**What the task asks:**
Copy all of the entries below line for line, without altering a single character.

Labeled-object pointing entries
▬▬▬
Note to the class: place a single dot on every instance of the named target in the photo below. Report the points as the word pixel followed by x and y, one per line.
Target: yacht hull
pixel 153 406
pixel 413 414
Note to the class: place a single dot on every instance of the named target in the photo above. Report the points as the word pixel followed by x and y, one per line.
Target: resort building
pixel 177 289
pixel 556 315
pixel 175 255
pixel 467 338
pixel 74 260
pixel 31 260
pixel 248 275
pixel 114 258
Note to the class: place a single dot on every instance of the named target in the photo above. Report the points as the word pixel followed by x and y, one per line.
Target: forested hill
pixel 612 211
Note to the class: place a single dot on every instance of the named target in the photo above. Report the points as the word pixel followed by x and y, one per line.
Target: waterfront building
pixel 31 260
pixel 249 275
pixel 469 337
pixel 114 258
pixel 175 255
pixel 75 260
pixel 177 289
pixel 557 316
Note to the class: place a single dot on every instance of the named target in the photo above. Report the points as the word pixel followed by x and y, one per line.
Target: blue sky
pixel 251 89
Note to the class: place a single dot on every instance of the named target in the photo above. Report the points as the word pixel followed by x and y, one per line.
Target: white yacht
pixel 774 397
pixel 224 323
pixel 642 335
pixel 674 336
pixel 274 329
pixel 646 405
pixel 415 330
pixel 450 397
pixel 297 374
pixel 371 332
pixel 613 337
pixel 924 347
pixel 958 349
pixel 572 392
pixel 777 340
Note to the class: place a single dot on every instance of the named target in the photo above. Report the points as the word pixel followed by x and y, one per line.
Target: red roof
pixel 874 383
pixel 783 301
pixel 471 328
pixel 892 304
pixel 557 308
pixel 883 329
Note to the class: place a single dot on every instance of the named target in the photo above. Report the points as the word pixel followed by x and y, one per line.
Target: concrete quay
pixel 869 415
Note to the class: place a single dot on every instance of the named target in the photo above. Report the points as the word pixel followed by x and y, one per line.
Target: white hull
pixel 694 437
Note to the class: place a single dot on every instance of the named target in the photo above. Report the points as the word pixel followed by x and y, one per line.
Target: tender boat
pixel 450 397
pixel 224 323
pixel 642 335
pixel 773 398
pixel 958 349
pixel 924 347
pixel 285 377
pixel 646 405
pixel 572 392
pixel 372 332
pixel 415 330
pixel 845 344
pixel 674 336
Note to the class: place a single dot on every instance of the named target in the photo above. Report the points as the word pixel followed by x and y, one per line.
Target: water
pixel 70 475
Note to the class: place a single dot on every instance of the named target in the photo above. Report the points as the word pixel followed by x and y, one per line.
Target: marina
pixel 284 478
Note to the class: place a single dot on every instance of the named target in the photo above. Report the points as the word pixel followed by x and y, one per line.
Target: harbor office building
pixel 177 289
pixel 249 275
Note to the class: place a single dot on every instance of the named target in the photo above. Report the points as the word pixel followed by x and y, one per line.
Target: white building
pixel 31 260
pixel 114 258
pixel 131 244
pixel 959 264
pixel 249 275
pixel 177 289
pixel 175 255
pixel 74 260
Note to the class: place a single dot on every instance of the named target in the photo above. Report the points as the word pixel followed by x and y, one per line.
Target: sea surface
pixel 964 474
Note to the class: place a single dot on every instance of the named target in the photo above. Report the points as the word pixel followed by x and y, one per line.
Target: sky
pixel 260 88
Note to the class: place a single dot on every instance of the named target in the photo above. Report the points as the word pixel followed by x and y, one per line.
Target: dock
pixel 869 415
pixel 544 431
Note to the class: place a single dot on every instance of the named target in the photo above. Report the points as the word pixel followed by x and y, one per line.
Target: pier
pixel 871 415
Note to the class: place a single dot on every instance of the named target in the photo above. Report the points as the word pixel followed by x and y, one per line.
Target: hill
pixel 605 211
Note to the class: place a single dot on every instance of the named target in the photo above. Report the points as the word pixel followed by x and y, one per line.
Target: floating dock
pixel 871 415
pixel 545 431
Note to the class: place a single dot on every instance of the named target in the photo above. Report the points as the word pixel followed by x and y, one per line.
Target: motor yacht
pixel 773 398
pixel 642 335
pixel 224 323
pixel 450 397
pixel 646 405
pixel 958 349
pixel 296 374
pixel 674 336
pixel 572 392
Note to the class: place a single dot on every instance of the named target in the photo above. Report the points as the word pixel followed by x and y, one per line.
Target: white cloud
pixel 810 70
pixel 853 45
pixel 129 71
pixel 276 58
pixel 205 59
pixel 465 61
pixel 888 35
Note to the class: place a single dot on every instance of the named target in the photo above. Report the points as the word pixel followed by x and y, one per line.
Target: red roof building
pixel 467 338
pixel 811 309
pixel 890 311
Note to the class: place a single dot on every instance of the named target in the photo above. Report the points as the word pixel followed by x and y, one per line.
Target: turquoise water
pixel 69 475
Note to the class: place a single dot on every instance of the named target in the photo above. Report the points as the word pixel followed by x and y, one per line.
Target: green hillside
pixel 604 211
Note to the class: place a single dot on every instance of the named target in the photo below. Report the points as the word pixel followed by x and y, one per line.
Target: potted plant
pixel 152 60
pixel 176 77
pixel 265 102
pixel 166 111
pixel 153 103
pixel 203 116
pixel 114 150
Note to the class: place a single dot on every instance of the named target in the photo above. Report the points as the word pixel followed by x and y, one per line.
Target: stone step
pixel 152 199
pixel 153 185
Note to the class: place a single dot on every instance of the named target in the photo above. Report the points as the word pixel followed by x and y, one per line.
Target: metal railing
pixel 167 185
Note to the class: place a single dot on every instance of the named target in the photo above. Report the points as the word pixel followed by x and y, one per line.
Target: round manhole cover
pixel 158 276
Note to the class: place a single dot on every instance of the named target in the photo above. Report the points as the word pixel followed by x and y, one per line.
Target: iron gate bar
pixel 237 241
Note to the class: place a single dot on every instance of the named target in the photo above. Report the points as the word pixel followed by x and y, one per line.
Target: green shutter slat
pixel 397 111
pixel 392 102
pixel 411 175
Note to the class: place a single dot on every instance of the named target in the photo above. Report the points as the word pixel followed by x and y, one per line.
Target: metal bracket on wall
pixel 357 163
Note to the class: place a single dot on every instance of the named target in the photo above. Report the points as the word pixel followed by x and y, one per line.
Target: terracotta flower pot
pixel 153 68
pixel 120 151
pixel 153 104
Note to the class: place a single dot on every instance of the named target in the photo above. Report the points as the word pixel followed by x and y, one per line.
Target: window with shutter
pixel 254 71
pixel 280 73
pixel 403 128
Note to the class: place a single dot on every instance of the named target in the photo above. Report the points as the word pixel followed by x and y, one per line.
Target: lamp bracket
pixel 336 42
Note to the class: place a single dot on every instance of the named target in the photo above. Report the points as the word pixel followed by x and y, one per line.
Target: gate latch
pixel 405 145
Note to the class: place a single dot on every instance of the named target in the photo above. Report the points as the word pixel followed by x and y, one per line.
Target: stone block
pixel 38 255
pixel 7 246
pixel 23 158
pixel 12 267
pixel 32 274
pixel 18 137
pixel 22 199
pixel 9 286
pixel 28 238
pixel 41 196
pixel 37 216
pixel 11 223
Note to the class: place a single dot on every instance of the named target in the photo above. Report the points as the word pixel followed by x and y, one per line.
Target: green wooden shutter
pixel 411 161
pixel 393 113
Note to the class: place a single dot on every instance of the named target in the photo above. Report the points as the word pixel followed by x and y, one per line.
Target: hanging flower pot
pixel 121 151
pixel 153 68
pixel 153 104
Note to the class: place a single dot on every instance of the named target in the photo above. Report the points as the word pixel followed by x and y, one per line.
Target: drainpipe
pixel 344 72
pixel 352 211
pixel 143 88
▬▬▬
**The completed task:**
Note to the class: place a single dot on every instance of the named target in the photo below. Report the points as the word pixel followed by x and y, one per line.
Target: yacht hull
pixel 153 406
pixel 413 414
Note to the class: place a single dot on every instance of the named target in the photo above. Report the points as the word pixel followed by x and y, one per line.
Target: resort building
pixel 177 289
pixel 556 315
pixel 175 255
pixel 467 338
pixel 74 260
pixel 31 260
pixel 248 275
pixel 114 258
Note to the class: place a single dot on every instance of the named target in the photo above. Report the points as the word pixel followed by x and y, one per line.
Target: forested hill
pixel 612 211
Note to the class: place a single dot on every instance of the named target in the photo above. Report the points as the word pixel followed by x and y, one per line.
Target: waterfront building
pixel 31 260
pixel 249 275
pixel 469 337
pixel 114 258
pixel 175 255
pixel 75 260
pixel 177 289
pixel 557 316
Note to the class: place a single dot on every instance of the named target in the photo above. Report the points as the word pixel followed by x and y, one per line.
Target: blue sky
pixel 251 89
Note to the class: place a single dot on every instance of the named target in the photo above. Report the points as the word pixel followed by x and y, one per line.
Target: white yacht
pixel 774 397
pixel 224 323
pixel 642 335
pixel 674 336
pixel 274 329
pixel 646 405
pixel 415 330
pixel 450 397
pixel 297 374
pixel 371 332
pixel 613 337
pixel 924 347
pixel 958 349
pixel 572 392
pixel 777 340
Note to the class: place a single dot on every instance of the named target in the photo above. Report the points as the word pixel followed by x and y, one per line.
Target: red roof
pixel 874 383
pixel 783 301
pixel 471 328
pixel 892 304
pixel 557 308
pixel 883 329
Note to the class: place a single dot on every instance of the named target in the photo above. Report the points as the word pixel followed by x and y, one per line.
Target: concrete quay
pixel 869 415
Note to the class: place a single dot on every instance of the named target in the photo above. Report the points as the word pixel followed by x and y, one per line.
Target: white hull
pixel 694 437
Note to the class: place a single dot on every instance of the named target in the photo above. Report the points as the word pixel followed by x and y, one per line.
Target: tender boat
pixel 450 397
pixel 224 323
pixel 642 335
pixel 773 398
pixel 958 349
pixel 924 347
pixel 285 377
pixel 646 405
pixel 572 392
pixel 372 332
pixel 415 330
pixel 845 344
pixel 674 336
Note to the class: place a single dot on every instance of the named target in the photo above. Report the points as the word pixel followed by x and y, one per line.
Target: water
pixel 70 475
Note to the class: place a single dot on every instance of the named target in the photo above. Report the points as the word pixel followed by x and y, one per line.
Target: marina
pixel 284 478
Note to the class: place a single dot on every instance of the named target in the photo above. Report the points as the word pixel followed by x and y, one per line.
Target: harbor office building
pixel 177 289
pixel 249 275
Note to the class: place a single dot on every instance of the named target in the photo above. Report the points as the word pixel followed by x and y, one per line.
Target: white building
pixel 31 260
pixel 114 258
pixel 131 244
pixel 959 264
pixel 249 275
pixel 177 289
pixel 175 255
pixel 74 260
Note to the class: place a single dot on every instance of the named target in the photo above. Report the points as the word pixel followed by x and y, one per line.
Target: sea surface
pixel 964 474
Note to the class: place a single dot on every instance of the named target in the photo above. Report the points as the word pixel followed by x and y, one per line.
Target: sky
pixel 260 88
Note to the class: place a single dot on every instance of the named target in the photo above. Report the points as the word pixel followed by x and y, one per line.
Target: dock
pixel 869 415
pixel 544 431
Note to the class: place a single dot on every instance of the named target in the photo above. Report the points as the word pixel followed by x and y, one per line.
Target: pier
pixel 871 415
Note to the class: place a single dot on every instance of the named target in the photo above. Report the points as the word pixel followed by x and y, one per line.
Target: hill
pixel 605 211
Note to the class: place a single dot on every instance of the named target in the photo above. Report the points as the word pixel followed by x and y, one per line.
Target: floating dock
pixel 871 415
pixel 545 431
Note to the class: place a single dot on every instance of the named target in the photo above. Report the points as the word pixel followed by x and y, one per line.
Target: motor yacht
pixel 773 398
pixel 642 335
pixel 224 323
pixel 450 397
pixel 646 405
pixel 958 349
pixel 296 374
pixel 674 336
pixel 572 392
Note to the class: place a single dot on every instance of the named target in the photo above. Report the points as the word pixel followed by x and y, one per line.
Target: white cloud
pixel 810 70
pixel 853 45
pixel 129 71
pixel 276 58
pixel 205 59
pixel 465 61
pixel 888 35
Note to the class: place a single dot on every instance of the named target in the photo above. Report the points as the word pixel followed by x and y, one per line.
Target: red roof building
pixel 467 338
pixel 811 309
pixel 890 311
Note to the class: place a single dot on every instance of the named target in the photo above. Report the points as the word pixel followed by x and y, one per line.
Target: turquoise water
pixel 69 475
Note to the class: place a single dot on every instance of the named target in the photo above. Report the points as the word pixel followed by x and y, one per line.
Target: green hillside
pixel 604 211
Note to the class: place a single dot on every instance of the named target in the photo below. Report the points as the word pixel followed by x and y, one per line.
Target: potted plant
pixel 152 60
pixel 176 77
pixel 265 102
pixel 166 111
pixel 153 103
pixel 203 116
pixel 114 150
Note to the class: place a single dot on every instance of the named target in the photo above. Report the points as the word pixel followed by x and y, one per line.
Target: stone step
pixel 152 199
pixel 153 185
Note to the class: place a single dot on every instance of the named target in the photo above. Report the points as the word pixel followed by x and y, one per line.
Target: metal railing
pixel 167 185
Note to the class: place a single dot on every instance of the named target in the photo above. Report the points as the word pixel followed by x and y, one per line.
Target: round manhole cover
pixel 158 276
Note to the class: place a single dot on every instance of the named target in the photo above. Report the points as the word pixel followed by x and y, one per line.
Target: iron gate bar
pixel 237 241
Note to the class: place a single dot on every instance of the named target in the photo above. Report the points as the word pixel followed by x and y, one per line.
Target: green shutter slat
pixel 397 111
pixel 392 102
pixel 411 175
Note to the class: place a single dot on every instance of the named target in the photo above. Report the points as the word pixel followed by x and y, one per line.
Target: metal bracket on wall
pixel 357 163
Note to the class: place a single dot on every instance of the named target in the photo above. Report the points as the word pixel followed by x and y, one per line.
Target: terracotta flower pot
pixel 153 68
pixel 120 151
pixel 153 104
Note to the class: place a single dot on every instance of the named target in the photo above. Report the points as the word pixel followed by x and y, one per line.
Target: window with shutter
pixel 254 71
pixel 280 73
pixel 403 128
Note to the class: place a single dot on every instance of the named target in the photo above. Report the points as the word pixel followed by x and y, one per line.
Target: lamp bracket
pixel 336 42
Note to the class: place a single dot on every instance of the named target in the photo above. Report the points as the word pixel followed by x and y, one per line.
Target: gate latch
pixel 405 145
Note to the class: place a single dot on every instance of the named target in the photo above. Report the points as the word pixel followed by x and y, one per line.
Target: stone block
pixel 38 255
pixel 7 246
pixel 23 158
pixel 12 267
pixel 32 274
pixel 18 137
pixel 22 199
pixel 9 286
pixel 28 238
pixel 41 196
pixel 37 216
pixel 11 223
Note to the class: place a single dot on every instance of the named target in the photo above. Report the points as the word pixel followed by x and y, one per line.
Target: green wooden shutter
pixel 411 161
pixel 393 113
Note to the class: place a single dot on every instance of the named target in the photo above. Report the points as the word pixel followed by x and y, one per line.
Target: hanging flower pot
pixel 121 151
pixel 153 68
pixel 153 104
Note to the class: place a single dot on every instance of the named target in the photo above. Report the points as the word pixel followed by x and y, one per line.
Target: drainpipe
pixel 344 72
pixel 352 211
pixel 143 88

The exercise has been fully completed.